*** Opening of Source material ***

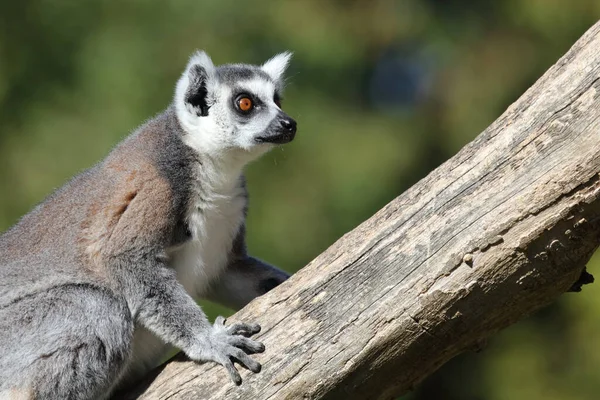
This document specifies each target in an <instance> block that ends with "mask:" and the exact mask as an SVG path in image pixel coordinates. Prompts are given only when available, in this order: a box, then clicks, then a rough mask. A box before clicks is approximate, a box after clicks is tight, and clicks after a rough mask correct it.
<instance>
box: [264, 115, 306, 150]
mask: <svg viewBox="0 0 600 400" xmlns="http://www.w3.org/2000/svg"><path fill="white" fill-rule="evenodd" d="M296 126H297V124H296V121H294V120H293V119H292V118H290V117H289V116H288V115H287V114H284V113H281V114H280V116H279V117H277V118H275V119H273V122H271V124H270V125H269V128H268V129H267V131H266V135H265V136H260V137H257V138H256V141H257V142H259V143H273V144H283V143H289V142H291V141H292V140H294V137H295V136H296Z"/></svg>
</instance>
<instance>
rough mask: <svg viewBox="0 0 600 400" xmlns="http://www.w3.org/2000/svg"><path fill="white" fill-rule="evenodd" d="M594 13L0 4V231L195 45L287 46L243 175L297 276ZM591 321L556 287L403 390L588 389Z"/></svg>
mask: <svg viewBox="0 0 600 400" xmlns="http://www.w3.org/2000/svg"><path fill="white" fill-rule="evenodd" d="M599 16H600V2H598V0H571V1H566V0H528V1H525V0H497V1H491V0H490V1H459V0H398V1H383V0H353V1H350V0H349V1H342V0H337V1H320V0H305V1H304V0H303V1H299V0H297V1H292V0H279V1H266V0H255V1H252V2H239V1H233V0H220V1H216V0H215V1H198V0H193V1H192V0H178V1H172V2H149V1H142V0H122V1H119V2H116V1H115V2H108V1H101V0H87V1H57V0H54V1H49V0H28V1H9V0H0V193H2V195H1V196H0V230H4V229H6V228H8V227H9V226H10V225H11V224H13V223H14V222H15V221H16V220H17V219H18V218H19V216H21V215H22V214H24V213H26V212H27V211H28V210H29V209H31V208H32V207H33V206H34V205H35V204H36V203H37V202H39V201H41V200H42V199H43V198H44V197H45V196H46V195H47V194H49V193H50V192H51V191H52V190H53V189H54V188H56V187H59V186H60V185H62V183H63V182H65V181H66V180H67V179H68V178H69V177H71V176H72V175H74V174H76V173H77V172H79V171H81V170H83V169H85V168H87V167H89V166H91V165H92V164H93V163H95V162H97V161H99V160H100V159H102V158H103V157H104V156H105V155H106V154H107V153H108V151H110V149H111V148H112V147H113V146H114V145H115V144H116V143H117V142H118V141H119V140H120V139H122V138H123V137H124V136H126V135H127V134H128V133H129V132H131V131H132V130H133V129H134V128H135V127H136V126H138V125H139V124H140V123H142V122H143V121H144V120H146V119H148V118H150V117H151V116H152V115H154V114H156V113H158V112H159V111H161V110H162V109H163V108H165V107H166V106H167V104H168V103H169V102H170V100H171V97H172V93H173V87H174V83H175V81H176V79H177V77H178V75H179V74H180V73H181V71H182V69H183V67H184V65H185V63H186V60H187V58H188V56H189V55H190V54H191V52H192V51H193V50H194V49H197V48H203V49H205V50H207V51H208V53H209V54H210V55H211V56H212V57H213V59H214V61H215V62H216V63H225V62H240V61H243V62H254V63H259V62H263V61H264V60H266V59H267V58H269V57H270V56H272V55H273V54H274V53H276V52H279V51H282V50H285V49H290V50H292V51H294V53H295V56H294V60H293V63H292V66H291V68H290V73H289V77H290V78H289V85H288V88H287V91H286V99H285V102H284V108H285V109H286V110H287V111H288V112H289V113H290V115H292V116H294V117H295V118H296V119H297V120H298V122H299V133H298V135H297V139H296V140H295V141H294V142H293V143H292V144H290V145H287V146H285V147H282V148H281V149H277V150H275V151H273V152H272V153H270V154H269V155H267V156H265V157H264V158H263V159H262V160H261V161H259V162H256V163H255V164H254V165H252V166H251V167H250V168H249V170H248V177H249V186H250V191H251V211H250V216H249V246H250V249H251V251H252V253H253V254H255V255H257V256H259V257H262V258H264V259H266V260H269V261H271V262H273V263H275V264H277V265H280V266H282V267H284V268H285V269H287V270H289V271H295V270H297V269H299V268H301V267H302V266H304V265H305V264H306V263H307V262H309V261H310V260H311V259H312V258H313V257H314V256H316V255H317V254H319V253H320V252H322V251H323V250H324V249H325V248H327V246H329V245H330V244H331V243H333V242H334V241H335V240H336V239H337V238H339V237H340V236H341V235H342V234H344V233H345V232H347V231H349V230H351V229H352V228H353V227H355V226H356V225H357V224H359V223H360V222H361V221H363V220H364V219H366V218H368V217H369V216H370V215H372V214H373V213H374V212H375V211H376V210H378V209H379V208H380V207H382V206H383V205H384V204H386V203H387V202H388V201H390V200H391V199H392V198H394V197H395V196H397V195H398V194H400V193H402V192H403V191H404V190H405V189H407V188H408V187H409V186H410V185H411V184H413V183H415V182H416V181H417V180H418V179H420V178H421V177H423V176H424V175H425V174H427V173H428V172H429V171H430V170H432V169H433V168H435V167H436V166H437V165H439V164H441V163H442V162H443V161H444V160H446V159H447V158H449V157H451V156H452V155H453V154H454V153H455V152H456V151H458V150H459V149H460V148H461V147H462V146H463V145H464V144H466V143H467V142H468V141H470V140H471V139H472V138H474V137H475V136H476V135H477V134H478V133H479V132H480V131H481V130H483V129H484V128H485V127H486V126H487V125H489V124H490V123H491V122H492V121H493V120H494V119H495V118H496V117H498V116H499V115H500V114H501V113H502V112H503V111H504V110H505V109H506V107H507V106H508V105H509V104H510V103H511V102H513V101H514V100H516V99H517V98H518V97H519V96H520V95H521V94H522V93H523V92H524V91H525V90H526V89H527V88H528V87H529V86H530V85H531V84H532V83H533V82H534V81H535V80H536V79H537V78H538V77H539V76H540V75H541V74H542V73H543V72H544V71H545V70H546V69H547V68H548V67H550V66H551V65H552V64H553V63H554V62H555V61H556V60H557V59H558V58H559V57H560V56H561V55H562V54H563V53H564V52H565V51H566V50H567V49H568V48H569V47H570V46H571V45H572V44H573V43H574V42H575V40H576V39H577V38H578V37H579V36H580V35H581V34H582V33H583V32H584V31H585V30H586V29H587V28H588V27H589V26H591V25H592V24H593V23H594V22H595V21H596V20H597V19H598V17H599ZM598 263H600V258H598V257H597V258H596V260H594V261H593V262H592V263H591V265H590V267H591V268H590V269H591V271H592V272H594V270H596V269H597V267H596V265H597V264H598ZM207 309H208V311H209V313H210V314H212V315H214V314H215V313H216V312H228V311H227V310H222V309H218V308H216V307H214V306H211V305H208V306H207ZM598 320H600V298H599V297H598V296H594V294H593V291H592V290H590V289H588V288H585V290H584V292H583V293H581V294H578V295H573V294H569V295H565V296H563V297H562V298H561V299H560V300H559V302H557V303H556V304H555V305H553V306H552V307H549V308H547V309H545V310H543V311H542V312H540V313H538V314H536V315H535V316H533V317H531V318H529V319H528V320H526V321H523V322H521V323H519V324H516V325H515V326H513V327H511V328H509V329H507V330H506V331H504V332H502V333H501V334H499V335H498V336H497V337H495V338H494V339H492V340H491V344H490V345H489V346H488V349H487V350H486V351H484V352H482V353H480V354H468V355H464V356H461V357H458V358H456V359H455V360H453V361H452V362H451V363H449V364H448V365H446V366H445V367H443V368H442V369H441V370H440V371H439V372H437V373H436V374H434V375H433V376H432V377H430V378H429V379H428V380H426V381H425V382H424V383H423V384H422V385H421V386H420V387H419V388H418V389H417V390H416V391H415V392H413V393H411V394H409V395H407V396H406V398H407V399H409V398H410V399H413V400H416V399H457V400H458V399H461V400H463V399H466V400H476V399H490V400H495V399H498V400H501V399H528V400H536V399H544V400H554V399H557V400H558V399H560V400H568V399H596V398H598V393H600V379H598V376H599V375H600V372H599V371H600V368H599V366H600V324H599V323H598ZM407 368H410V366H407Z"/></svg>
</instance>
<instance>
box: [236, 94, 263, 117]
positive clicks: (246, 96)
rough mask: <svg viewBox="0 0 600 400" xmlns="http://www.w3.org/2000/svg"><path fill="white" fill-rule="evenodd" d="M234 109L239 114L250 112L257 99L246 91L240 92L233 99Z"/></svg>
mask: <svg viewBox="0 0 600 400" xmlns="http://www.w3.org/2000/svg"><path fill="white" fill-rule="evenodd" d="M233 104H234V106H235V109H236V110H237V111H238V112H239V113H241V114H250V112H251V111H252V110H253V109H254V108H255V107H256V105H257V101H256V100H255V97H254V96H252V95H251V94H248V93H240V94H238V95H237V96H235V98H234V100H233Z"/></svg>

*** Close of Source material ***

## Exercise objective
The lines to return are those in the records above that hold the word "clicks".

## Result of the exercise
This document specifies each target in an <instance> block that ends with "mask:" and the exact mask as an SVG path in image pixel coordinates. Prompts are given only when available, in this order: a box, then clicks, then a rough mask. A box before clicks is approximate, a box after clicks is tight, and clicks after a rough mask correct it.
positive clicks: (246, 96)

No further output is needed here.